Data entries
◇ ◇ ◇ ◇ ◇

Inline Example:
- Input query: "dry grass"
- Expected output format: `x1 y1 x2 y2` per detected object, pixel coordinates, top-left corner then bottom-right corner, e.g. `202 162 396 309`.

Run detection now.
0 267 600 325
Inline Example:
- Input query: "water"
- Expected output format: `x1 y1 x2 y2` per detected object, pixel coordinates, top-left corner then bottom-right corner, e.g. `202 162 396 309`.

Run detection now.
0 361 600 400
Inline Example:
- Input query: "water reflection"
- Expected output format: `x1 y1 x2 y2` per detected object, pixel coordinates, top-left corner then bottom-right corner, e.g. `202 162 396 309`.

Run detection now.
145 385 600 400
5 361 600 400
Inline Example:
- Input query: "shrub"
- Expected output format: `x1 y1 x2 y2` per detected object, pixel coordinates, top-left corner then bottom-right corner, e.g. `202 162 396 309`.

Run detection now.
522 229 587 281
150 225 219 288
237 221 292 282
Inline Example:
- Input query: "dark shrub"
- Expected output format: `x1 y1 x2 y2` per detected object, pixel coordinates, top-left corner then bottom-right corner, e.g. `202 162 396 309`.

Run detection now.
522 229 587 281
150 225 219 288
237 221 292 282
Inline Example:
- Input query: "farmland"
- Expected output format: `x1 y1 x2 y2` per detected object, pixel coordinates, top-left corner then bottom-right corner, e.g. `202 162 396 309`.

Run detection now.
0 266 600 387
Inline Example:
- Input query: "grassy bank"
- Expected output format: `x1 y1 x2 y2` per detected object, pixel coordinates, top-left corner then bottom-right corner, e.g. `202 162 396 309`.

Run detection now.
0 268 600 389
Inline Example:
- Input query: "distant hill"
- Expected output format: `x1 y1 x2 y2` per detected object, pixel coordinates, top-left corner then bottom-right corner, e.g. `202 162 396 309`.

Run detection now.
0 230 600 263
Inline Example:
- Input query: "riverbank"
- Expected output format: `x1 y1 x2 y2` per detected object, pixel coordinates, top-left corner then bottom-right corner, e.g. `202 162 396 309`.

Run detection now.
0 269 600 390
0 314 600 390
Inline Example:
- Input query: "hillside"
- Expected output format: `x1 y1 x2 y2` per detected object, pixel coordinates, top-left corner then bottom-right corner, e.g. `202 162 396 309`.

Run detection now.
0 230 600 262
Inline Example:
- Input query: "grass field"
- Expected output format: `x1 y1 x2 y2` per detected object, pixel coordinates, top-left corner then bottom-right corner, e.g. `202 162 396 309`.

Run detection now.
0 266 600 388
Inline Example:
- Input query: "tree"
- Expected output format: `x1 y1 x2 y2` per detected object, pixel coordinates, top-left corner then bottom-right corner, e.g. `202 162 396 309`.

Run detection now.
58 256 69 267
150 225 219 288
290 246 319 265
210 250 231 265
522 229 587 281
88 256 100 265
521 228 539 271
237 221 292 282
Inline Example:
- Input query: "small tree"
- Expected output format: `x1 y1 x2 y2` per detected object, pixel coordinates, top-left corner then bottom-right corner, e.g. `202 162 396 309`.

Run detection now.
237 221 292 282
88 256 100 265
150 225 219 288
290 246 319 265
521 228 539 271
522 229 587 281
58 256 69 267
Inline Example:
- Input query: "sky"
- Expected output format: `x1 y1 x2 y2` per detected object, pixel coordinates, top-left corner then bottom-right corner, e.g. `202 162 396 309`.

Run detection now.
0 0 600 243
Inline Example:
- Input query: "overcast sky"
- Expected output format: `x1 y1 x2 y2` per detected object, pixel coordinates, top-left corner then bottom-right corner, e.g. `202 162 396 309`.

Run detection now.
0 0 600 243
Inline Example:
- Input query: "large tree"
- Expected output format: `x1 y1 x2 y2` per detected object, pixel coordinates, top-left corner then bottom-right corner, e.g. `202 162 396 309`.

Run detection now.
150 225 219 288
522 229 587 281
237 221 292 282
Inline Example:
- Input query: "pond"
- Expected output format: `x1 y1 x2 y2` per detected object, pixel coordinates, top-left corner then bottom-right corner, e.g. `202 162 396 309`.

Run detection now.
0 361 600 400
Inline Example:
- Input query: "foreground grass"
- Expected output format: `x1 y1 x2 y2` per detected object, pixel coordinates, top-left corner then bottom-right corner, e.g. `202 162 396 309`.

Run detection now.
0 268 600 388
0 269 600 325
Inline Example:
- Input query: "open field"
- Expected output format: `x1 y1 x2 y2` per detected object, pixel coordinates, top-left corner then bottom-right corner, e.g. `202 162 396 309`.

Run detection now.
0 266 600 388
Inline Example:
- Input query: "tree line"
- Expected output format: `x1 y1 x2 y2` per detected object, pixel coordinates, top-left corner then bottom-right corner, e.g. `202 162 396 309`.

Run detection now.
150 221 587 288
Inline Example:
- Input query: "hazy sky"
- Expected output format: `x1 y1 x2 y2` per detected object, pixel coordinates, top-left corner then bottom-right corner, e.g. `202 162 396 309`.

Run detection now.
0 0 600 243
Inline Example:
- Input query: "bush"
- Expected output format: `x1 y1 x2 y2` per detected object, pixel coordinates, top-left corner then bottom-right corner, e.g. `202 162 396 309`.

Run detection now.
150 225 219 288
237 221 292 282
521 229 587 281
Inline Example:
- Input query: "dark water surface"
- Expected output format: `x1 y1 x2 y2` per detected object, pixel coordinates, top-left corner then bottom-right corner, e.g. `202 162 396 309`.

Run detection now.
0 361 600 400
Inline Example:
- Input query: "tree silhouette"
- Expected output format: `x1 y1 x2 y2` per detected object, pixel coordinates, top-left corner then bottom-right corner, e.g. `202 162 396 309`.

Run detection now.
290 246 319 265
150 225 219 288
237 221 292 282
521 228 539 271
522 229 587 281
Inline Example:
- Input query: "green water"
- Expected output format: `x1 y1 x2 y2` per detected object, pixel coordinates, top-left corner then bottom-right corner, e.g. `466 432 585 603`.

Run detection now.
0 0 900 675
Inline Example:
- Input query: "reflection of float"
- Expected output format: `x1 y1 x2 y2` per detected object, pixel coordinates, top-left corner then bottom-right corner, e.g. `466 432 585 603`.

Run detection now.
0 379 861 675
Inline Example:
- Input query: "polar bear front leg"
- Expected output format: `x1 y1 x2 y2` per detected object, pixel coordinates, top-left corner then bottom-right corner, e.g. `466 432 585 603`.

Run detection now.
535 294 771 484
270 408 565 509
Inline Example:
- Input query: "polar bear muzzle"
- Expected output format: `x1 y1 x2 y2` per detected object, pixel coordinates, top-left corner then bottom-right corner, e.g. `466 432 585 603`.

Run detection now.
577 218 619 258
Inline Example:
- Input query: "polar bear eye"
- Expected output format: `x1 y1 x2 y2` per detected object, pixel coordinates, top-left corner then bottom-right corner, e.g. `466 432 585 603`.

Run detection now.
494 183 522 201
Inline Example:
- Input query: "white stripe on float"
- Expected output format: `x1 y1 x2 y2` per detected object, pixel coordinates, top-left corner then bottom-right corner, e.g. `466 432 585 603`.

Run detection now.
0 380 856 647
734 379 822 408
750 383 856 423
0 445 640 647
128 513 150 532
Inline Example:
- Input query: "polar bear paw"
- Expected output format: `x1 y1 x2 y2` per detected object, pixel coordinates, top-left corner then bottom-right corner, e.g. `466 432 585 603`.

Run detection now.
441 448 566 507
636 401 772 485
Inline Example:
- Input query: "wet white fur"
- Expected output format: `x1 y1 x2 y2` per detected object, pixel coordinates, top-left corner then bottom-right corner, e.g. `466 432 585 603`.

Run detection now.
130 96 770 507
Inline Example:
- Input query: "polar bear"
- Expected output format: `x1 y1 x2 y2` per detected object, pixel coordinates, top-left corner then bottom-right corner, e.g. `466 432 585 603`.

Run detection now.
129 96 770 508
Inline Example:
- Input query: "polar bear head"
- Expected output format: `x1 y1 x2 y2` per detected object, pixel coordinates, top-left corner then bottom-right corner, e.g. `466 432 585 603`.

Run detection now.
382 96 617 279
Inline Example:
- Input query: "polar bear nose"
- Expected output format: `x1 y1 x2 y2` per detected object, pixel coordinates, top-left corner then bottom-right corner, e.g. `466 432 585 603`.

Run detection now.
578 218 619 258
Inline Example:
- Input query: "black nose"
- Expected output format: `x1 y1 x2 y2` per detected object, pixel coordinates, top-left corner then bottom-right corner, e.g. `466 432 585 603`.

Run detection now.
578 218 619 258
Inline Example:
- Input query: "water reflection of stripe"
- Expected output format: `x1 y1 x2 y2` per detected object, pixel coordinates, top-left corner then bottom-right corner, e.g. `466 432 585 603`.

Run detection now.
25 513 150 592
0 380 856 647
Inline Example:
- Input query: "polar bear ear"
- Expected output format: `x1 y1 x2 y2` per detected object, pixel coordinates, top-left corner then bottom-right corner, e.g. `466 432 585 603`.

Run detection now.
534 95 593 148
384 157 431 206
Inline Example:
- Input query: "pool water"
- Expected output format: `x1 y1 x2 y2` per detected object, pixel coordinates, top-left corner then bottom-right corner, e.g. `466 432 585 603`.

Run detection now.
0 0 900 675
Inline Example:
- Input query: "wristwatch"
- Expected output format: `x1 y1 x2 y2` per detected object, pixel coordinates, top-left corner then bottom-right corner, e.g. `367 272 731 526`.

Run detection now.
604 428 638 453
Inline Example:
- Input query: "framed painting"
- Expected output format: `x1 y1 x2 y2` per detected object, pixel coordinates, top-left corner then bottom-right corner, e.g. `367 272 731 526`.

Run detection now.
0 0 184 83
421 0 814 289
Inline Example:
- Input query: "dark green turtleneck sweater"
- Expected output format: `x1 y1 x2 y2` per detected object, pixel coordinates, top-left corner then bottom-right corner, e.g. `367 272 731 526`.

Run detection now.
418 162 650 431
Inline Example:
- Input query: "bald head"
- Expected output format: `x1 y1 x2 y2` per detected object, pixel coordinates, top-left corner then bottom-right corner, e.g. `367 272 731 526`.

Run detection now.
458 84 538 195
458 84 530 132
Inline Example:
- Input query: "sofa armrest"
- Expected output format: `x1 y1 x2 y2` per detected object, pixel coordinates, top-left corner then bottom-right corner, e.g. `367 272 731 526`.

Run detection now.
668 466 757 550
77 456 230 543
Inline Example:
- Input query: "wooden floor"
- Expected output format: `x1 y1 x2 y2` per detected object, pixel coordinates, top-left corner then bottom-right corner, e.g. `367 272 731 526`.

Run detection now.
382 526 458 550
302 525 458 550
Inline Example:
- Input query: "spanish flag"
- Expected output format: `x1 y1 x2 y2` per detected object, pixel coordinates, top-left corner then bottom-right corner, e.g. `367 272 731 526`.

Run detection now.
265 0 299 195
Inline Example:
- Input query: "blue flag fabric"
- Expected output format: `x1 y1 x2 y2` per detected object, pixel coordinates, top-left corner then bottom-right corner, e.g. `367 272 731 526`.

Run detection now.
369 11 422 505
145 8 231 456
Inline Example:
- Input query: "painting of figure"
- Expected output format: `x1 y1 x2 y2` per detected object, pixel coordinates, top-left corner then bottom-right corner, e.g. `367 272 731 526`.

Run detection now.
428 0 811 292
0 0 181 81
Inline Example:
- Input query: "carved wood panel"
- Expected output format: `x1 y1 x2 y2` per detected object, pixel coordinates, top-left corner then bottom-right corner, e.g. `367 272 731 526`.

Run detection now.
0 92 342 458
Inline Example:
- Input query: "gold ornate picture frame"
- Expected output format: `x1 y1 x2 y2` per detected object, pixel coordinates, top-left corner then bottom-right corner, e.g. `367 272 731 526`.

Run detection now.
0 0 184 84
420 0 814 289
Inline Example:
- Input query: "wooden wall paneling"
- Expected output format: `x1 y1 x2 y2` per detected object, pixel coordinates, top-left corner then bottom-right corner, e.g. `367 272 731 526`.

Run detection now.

◇ ◇ ◇ ◇ ◇

_Task prompt_:
Which lines of the data above contain the word "white"? Locate and copy each one.

_Solution to the problem_:
- Input query: "white stripe on float"
- Input query: "wet white fur"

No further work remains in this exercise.